Teks Bacaan:

——

DNA, pencatatan elektronik yang lebih canggih, bank data obat-obatan serta kemajuan teknologi lain bisa membantu para penyelidik untuk mendapat informasi lebih dari yang mereka dapatkan pada 5 Agustus 1962, saat kematian Marilyn Monroe, tepat 50 tahun lalu.
Apakah alat-alat itu bisa merujuk ke kesimpulan yang berbeda masih menjadi pertanyaan. Saat ini, kesimpulan akhir kematian Monroe adalah keracunan barbiturat akibat bunuh diri.
"Kabar baiknya adalah kita sudah lebih maju dari 50 tahun lalu," kata Max Houck, konsultan forensik dan penulis "The Science of Crime Scenes." "Kabar buruknya, kita masih berusaha menaruh teknologi ini dalam konteks yang sesuai," kata dia.

——

Daftar Data:
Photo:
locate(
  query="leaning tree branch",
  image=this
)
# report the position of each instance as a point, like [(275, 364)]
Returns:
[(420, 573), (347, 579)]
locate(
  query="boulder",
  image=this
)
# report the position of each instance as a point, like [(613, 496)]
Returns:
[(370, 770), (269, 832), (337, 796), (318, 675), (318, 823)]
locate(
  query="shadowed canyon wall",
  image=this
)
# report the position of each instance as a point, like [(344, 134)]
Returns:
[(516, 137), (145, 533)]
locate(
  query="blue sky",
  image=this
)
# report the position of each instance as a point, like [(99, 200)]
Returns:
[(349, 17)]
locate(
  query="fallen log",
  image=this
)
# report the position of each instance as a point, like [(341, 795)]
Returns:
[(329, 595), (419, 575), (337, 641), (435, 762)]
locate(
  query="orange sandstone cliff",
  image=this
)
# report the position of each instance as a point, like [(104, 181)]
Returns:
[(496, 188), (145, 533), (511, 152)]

——

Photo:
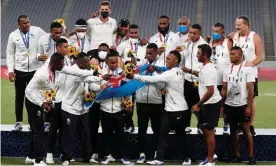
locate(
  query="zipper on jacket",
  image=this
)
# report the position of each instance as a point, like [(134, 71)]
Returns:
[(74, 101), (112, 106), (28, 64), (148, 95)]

——

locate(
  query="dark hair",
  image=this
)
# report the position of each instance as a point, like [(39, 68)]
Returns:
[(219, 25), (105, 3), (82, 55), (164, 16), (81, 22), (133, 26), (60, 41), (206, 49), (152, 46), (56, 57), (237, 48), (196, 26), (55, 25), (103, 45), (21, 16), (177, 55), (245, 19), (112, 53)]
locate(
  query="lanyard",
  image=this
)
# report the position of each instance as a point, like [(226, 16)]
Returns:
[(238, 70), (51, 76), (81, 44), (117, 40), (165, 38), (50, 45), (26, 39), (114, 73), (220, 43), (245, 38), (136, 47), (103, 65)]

——

Soal Latihan:
1. Sebutkan semua kemajuan teknologi yang disebut secara khusus dalam teks tentang kematian Marilyn Monroe sebagai hal yang bisa membantu para penyelidik.
2. Salinlah dari teks tentang kematian Marilyn Monroe bagian yang dimulai dengan kata-kata yang memuat "DNA, pencatatan elektronik" dan diakhiri dengan "akibat bunuh diri.".
Baris-baris data di atas tidak berkaitan dengan teks bacaan.

Jawaban Per Soal:
1. DNA, pencatatan elektronik yang lebih canggih, dan bank data obat-obatan.

2.
DNA, pencatatan elektronik yang lebih canggih, bank data obat-obatan serta kemajuan teknologi lain bisa membantu para penyelidik untuk mendapat informasi lebih dari yang mereka dapatkan pada 5 Agustus 1962, saat kematian Marilyn Monroe, tepat 50 tahun lalu.
Apakah alat-alat itu bisa merujuk ke kesimpulan yang berbeda masih menjadi pertanyaan. Saat ini, kesimpulan akhir kematian Monroe adalah keracunan barbiturat akibat bunuh diri.